■ **What is expected**: Reproduce verbatim the stretch of the material below that begins with the line containing "Where can you see the bracelet" and ends with the line containing "Where can you see the girl", including both of those lines.

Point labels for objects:
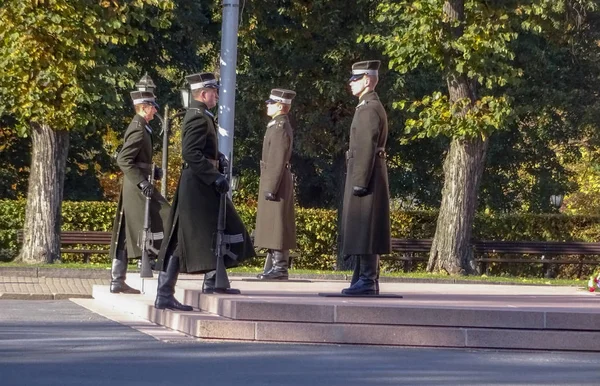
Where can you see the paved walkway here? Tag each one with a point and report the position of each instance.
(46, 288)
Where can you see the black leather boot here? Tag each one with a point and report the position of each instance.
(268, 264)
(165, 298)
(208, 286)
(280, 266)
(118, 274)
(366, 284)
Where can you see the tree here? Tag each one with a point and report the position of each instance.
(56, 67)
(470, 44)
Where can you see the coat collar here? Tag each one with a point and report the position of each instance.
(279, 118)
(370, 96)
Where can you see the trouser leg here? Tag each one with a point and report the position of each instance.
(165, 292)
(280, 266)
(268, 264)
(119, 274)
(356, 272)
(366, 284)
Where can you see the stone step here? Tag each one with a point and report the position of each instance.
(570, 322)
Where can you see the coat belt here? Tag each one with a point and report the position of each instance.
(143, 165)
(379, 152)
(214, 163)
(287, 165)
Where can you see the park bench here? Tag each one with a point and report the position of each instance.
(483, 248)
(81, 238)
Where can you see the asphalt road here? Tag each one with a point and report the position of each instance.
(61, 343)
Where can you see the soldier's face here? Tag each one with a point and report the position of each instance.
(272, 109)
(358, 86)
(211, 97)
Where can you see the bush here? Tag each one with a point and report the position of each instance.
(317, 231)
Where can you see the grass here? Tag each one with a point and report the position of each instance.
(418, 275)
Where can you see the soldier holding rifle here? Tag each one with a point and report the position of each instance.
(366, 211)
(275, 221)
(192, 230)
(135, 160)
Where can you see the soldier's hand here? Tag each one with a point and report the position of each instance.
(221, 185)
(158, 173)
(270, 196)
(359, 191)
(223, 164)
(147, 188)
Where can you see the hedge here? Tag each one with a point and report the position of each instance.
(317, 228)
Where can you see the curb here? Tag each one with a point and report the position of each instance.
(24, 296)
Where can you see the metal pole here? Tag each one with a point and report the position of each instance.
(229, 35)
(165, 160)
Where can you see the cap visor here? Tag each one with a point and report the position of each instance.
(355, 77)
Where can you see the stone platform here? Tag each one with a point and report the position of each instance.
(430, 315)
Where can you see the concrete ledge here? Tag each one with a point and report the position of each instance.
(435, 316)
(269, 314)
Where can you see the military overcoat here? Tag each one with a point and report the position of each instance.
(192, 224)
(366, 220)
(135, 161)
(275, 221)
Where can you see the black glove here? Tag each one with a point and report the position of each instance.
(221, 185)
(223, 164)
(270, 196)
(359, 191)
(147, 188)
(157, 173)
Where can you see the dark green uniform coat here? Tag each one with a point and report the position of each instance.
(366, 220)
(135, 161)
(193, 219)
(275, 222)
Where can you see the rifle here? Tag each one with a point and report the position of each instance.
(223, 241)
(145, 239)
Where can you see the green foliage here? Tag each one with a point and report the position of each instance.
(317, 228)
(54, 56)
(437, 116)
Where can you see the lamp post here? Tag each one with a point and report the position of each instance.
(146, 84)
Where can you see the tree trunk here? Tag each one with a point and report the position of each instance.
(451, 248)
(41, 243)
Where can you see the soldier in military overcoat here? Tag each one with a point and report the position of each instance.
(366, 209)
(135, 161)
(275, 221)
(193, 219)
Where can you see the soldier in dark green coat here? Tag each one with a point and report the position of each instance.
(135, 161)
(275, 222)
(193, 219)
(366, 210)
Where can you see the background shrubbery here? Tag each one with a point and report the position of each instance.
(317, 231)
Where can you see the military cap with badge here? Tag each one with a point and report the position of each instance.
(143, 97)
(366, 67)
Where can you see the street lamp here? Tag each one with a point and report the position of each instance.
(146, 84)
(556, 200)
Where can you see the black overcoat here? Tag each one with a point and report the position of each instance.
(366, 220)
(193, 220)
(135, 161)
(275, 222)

* * *

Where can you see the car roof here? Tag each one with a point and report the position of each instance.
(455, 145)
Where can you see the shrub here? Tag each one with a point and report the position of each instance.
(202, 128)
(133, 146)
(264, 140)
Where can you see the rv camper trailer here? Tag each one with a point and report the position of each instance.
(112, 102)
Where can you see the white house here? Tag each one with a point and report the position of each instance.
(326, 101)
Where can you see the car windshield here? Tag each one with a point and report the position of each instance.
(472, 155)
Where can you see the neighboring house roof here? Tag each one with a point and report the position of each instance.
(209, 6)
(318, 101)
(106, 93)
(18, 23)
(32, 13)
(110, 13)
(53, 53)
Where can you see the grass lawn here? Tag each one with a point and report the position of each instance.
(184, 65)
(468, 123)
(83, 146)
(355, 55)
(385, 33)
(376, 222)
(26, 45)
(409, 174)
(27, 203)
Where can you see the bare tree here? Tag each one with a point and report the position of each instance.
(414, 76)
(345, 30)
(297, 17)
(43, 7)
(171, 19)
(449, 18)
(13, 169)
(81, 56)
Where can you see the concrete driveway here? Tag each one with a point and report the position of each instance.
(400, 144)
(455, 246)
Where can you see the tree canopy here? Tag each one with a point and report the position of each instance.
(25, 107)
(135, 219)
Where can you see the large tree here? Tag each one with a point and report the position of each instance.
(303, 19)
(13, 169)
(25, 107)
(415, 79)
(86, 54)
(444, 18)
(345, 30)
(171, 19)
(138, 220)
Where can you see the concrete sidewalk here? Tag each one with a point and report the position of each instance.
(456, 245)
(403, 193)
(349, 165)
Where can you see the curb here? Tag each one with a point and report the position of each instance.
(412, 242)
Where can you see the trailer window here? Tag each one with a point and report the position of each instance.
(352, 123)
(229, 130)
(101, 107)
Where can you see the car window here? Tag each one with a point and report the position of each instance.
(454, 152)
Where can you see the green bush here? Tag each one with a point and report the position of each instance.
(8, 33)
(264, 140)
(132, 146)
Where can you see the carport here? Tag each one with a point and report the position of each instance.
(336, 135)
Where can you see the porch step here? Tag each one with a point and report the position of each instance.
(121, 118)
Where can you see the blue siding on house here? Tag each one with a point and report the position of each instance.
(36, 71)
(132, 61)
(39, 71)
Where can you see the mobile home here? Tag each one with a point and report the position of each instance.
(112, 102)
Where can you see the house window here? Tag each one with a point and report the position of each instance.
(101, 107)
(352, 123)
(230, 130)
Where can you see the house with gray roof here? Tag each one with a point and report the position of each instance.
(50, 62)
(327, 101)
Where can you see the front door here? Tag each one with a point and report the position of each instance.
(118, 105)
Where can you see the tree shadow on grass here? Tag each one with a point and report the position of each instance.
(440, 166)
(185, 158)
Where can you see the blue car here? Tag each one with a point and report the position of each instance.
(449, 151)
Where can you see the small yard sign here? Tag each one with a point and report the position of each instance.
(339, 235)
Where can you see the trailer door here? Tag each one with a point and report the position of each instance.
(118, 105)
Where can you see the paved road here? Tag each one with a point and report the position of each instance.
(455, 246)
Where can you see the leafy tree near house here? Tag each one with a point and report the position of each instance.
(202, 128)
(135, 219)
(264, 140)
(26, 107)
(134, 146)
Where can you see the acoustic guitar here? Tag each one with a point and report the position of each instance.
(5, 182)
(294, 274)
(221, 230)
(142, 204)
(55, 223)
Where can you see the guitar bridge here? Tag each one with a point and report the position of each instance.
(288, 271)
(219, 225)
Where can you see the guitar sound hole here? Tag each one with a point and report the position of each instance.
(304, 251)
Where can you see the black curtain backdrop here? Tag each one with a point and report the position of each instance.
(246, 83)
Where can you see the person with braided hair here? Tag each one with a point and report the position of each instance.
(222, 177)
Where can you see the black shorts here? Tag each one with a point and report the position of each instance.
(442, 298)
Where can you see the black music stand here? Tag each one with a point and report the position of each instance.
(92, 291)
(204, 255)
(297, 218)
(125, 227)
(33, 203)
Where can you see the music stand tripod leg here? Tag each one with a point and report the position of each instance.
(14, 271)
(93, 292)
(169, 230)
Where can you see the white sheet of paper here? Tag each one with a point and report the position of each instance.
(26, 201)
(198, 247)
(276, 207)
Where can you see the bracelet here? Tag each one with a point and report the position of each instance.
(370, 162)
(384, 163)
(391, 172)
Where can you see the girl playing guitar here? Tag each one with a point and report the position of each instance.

■ **Final result**:
Where can you see the bracelet here? Tag each one with a point and report the position of each instance.
(370, 162)
(384, 163)
(391, 172)
Where can you see the girl playing guitar here? Tag each one with a point and report the position of each instance.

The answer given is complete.